▶ _WHAT IS BEING ASKED_
All of the data should be restated word for word, with the pictures omitted.

▶ _RECORDS PROVIDED_
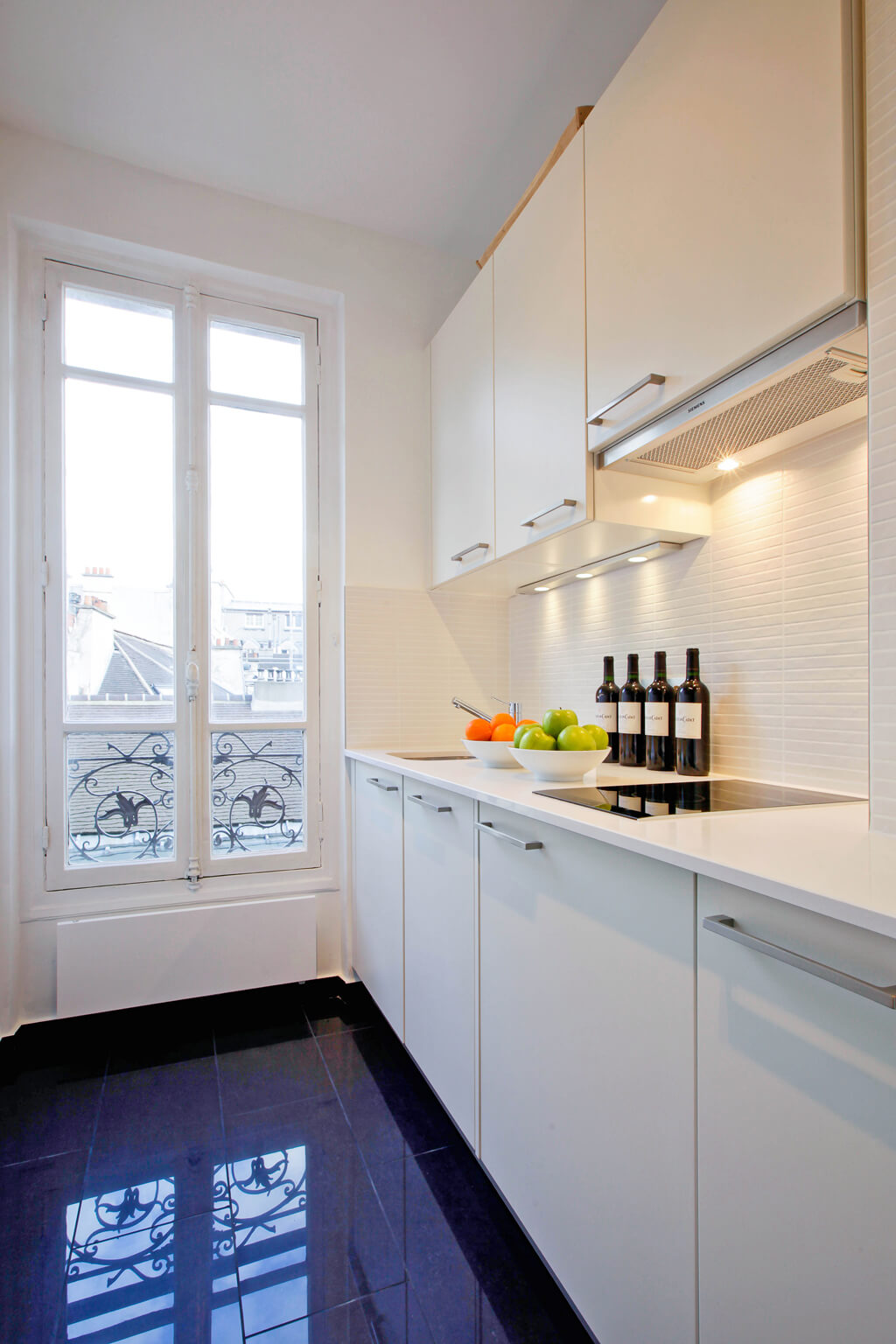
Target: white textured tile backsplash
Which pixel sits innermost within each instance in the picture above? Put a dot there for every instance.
(880, 63)
(777, 601)
(407, 654)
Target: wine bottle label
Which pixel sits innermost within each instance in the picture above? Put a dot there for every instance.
(655, 719)
(605, 715)
(688, 721)
(630, 718)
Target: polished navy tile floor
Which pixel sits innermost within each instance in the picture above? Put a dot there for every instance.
(263, 1167)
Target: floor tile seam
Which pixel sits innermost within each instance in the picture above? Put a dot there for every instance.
(230, 1198)
(335, 1306)
(83, 1181)
(364, 1161)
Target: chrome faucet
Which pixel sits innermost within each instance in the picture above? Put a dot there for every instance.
(514, 709)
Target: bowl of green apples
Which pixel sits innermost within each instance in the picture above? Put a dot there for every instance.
(559, 750)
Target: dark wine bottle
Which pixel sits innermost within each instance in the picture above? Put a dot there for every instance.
(660, 719)
(607, 711)
(632, 697)
(692, 721)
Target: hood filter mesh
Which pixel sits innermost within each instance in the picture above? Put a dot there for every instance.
(794, 401)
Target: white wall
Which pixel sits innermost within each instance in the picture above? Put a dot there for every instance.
(396, 296)
(407, 654)
(880, 23)
(777, 602)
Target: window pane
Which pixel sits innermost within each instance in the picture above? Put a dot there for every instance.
(258, 792)
(243, 361)
(120, 797)
(256, 564)
(118, 335)
(118, 486)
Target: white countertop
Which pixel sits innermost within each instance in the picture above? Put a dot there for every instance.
(821, 859)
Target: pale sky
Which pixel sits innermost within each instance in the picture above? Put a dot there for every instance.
(120, 458)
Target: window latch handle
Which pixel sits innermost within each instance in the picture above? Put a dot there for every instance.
(192, 680)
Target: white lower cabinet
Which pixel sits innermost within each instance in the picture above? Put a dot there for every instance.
(378, 889)
(439, 945)
(587, 1068)
(797, 1130)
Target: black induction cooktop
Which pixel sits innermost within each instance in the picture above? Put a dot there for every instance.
(690, 797)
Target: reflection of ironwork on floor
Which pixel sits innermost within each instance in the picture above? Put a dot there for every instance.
(258, 790)
(121, 797)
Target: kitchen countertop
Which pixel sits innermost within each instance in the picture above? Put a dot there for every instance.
(821, 859)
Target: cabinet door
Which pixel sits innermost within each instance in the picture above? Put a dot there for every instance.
(719, 195)
(378, 889)
(797, 1123)
(462, 429)
(439, 945)
(540, 441)
(587, 1070)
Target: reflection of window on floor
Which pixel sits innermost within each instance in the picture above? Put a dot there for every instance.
(138, 1273)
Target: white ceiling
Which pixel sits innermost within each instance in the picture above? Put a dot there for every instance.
(422, 118)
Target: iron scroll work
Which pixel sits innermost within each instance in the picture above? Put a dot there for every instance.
(121, 797)
(121, 794)
(258, 790)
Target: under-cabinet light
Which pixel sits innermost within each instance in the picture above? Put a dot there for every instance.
(601, 566)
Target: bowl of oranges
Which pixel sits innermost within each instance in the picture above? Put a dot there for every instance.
(491, 741)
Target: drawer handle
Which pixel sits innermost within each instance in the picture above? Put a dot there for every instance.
(724, 925)
(424, 802)
(522, 844)
(479, 546)
(657, 379)
(531, 522)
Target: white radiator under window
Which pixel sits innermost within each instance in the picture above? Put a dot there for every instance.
(124, 962)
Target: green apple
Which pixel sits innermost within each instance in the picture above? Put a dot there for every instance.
(575, 739)
(555, 721)
(599, 735)
(522, 732)
(536, 739)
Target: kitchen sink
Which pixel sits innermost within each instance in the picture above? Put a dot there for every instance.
(431, 756)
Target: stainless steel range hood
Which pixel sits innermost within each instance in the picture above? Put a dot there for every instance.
(810, 383)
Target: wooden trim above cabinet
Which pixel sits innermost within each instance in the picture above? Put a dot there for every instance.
(569, 135)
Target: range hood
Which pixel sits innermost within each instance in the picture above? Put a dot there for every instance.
(812, 383)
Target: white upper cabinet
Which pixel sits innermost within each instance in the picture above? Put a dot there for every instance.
(462, 420)
(542, 473)
(720, 197)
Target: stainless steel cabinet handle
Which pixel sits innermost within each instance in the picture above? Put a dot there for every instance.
(522, 844)
(724, 925)
(479, 546)
(657, 379)
(531, 522)
(424, 802)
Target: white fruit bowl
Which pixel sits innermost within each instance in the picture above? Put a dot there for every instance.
(557, 766)
(496, 756)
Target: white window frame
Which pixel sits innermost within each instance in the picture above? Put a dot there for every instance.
(34, 246)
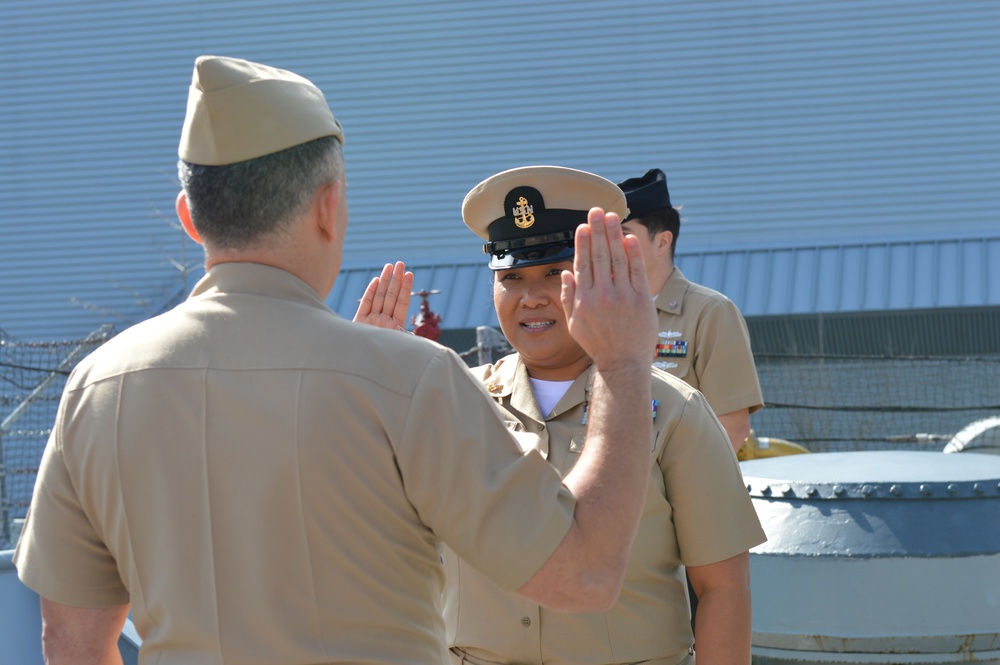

▶ _REPLY TO THE TASK_
Target: white textured tile backsplash
Which pixel sits innermost within each instance in the picture above? Put a dot there for every instance.
(880, 63)
(777, 601)
(407, 654)
Target: wine bottle label
Which pixel sits innermost within each instance in the picture above? Put a dot there for every instance.
(655, 719)
(605, 715)
(688, 721)
(630, 718)
Target: polished navy tile floor
Which pixel sits innermost within each instance in the picture above? Put a dot there for every instance.
(263, 1167)
Target: floor tile seam
Which pixel sits innermost within each instance in the picture above? Put a dot there for every instance.
(230, 1198)
(335, 1306)
(83, 1181)
(364, 1161)
Target: chrome faucet
Which pixel sits innermost within each instance in the picture above? Put a dot there for every instance.
(514, 709)
Target: bowl of green apples
Which pixel sits innermost within each instance in the picture above? Put a dot there for every instance.
(559, 750)
Target: dark wine bottle
Which pixel sits innermost within each instance in the picture above? Put a dot there for every instance.
(660, 719)
(607, 711)
(632, 697)
(692, 721)
Target: hood filter mesh
Which pixel sits innermost within each instance in the picture above? Put a dot there for every instance.
(794, 401)
Target: white wall
Which pixel sits innermost within each instance in the picture above? Put a dot there for every instance.
(396, 296)
(407, 654)
(880, 23)
(777, 602)
Target: window pane
Which pixel sits innermost within each instance in the picture above? Put a dot there for every instance.
(258, 792)
(243, 361)
(120, 797)
(256, 564)
(118, 335)
(118, 486)
Target: white countertop
Which pixel sits innermost within each instance in the picture above? Put a dot there for every instance.
(821, 859)
Target: pale sky
Which pixel sits innermost within each instance in the picture above? Put a dot there for every instance.
(120, 458)
Target: window latch handle
Which pixel sits innermost within each instance in the picture above? Put a dot there for every instance.
(192, 680)
Target: white lower cabinet
Which pixel sits innermost within each instance in the picture above? Put a dot there for every instance.
(378, 889)
(439, 945)
(587, 1068)
(797, 1130)
Target: black induction cooktop
Which pixel sits innermost within each instance in the picture above? Put a dot there for every instance.
(690, 797)
Target: reflection of ironwork on floor
Which pixel sits innermost within each instance in the picture above? Put a dot there for every instance.
(258, 790)
(121, 797)
Target: kitchen countertop
Which pixel sits innermost within each instance in the picture above? Put a dot there for every instance.
(821, 859)
Target: cabinet door
Which pixel sits innermost within each instance in the picture above? Put a dot there for every instance.
(719, 195)
(378, 889)
(797, 1123)
(462, 429)
(439, 945)
(540, 441)
(587, 1070)
Target: reflection of window on floor
Which pixel sits innermost within each instance in the picture above? Put a dot there for every instance.
(138, 1273)
Target: white ceiling
Which pixel sits innermost within each instance in the picture above? Put a dot there for every instance.
(422, 118)
Target: iron scroll work
Which pixel sits innermost within each instance in the picture above? Put a dot there for every instance.
(121, 797)
(121, 794)
(258, 790)
Target: under-cabinet light
Which pixel sits innermost within each instance in the picture above? Put a dot there for every instance.
(601, 566)
Target: bowl of oranges
Which pixel sits innermost within each instance in the picture above? Put a dot there for every instance.
(491, 741)
Target: drawer handle
Which pixel sits innermost within each instance in the picture above? Put a dot there for every instance.
(724, 925)
(424, 802)
(522, 844)
(479, 546)
(657, 379)
(531, 522)
Target: white radiator under window
Which pixel sits innermost within each instance in the picture above? Put a dot there for every instance.
(124, 962)
Target: green apple
Which pixel sits innermost within each instance in the picture above? Put a dot there for every instance.
(575, 739)
(555, 721)
(599, 735)
(522, 732)
(536, 739)
Target: kitchen sink
Which pixel sits innermost within each instance in the picture above? Put a dot there for every instance.
(431, 756)
Target: stainless steel range hood
Which pixel sits innermost within each instance in the picture above? Put a dot there for every instance.
(810, 383)
Target: wooden trim above cabinet
Which pixel sits innermost within each instance in the picture above? Put a dot there for every instance.
(569, 135)
Target: range hood
Which pixel sits innermost within each instance in the picture above? Put a dot there for every instance.
(812, 383)
Target: white upper cabinet
Which pixel sits innermost within each instance in the picture above? Put a dot there for every instance.
(462, 420)
(542, 473)
(720, 197)
Target: stainless steel cabinet handle
Which pixel sits innermost within each instance in the picture above? Put a dot there for every instance.
(522, 844)
(724, 925)
(479, 546)
(657, 379)
(531, 522)
(424, 802)
Target: white fruit bowl
Which pixel sits innermost within each instance in the picture above? Put a dot there for every instance.
(557, 766)
(496, 756)
Target: white window frame
Which pixel sits innermost within each instance in the picture above? Put a dot there for every instance.
(34, 246)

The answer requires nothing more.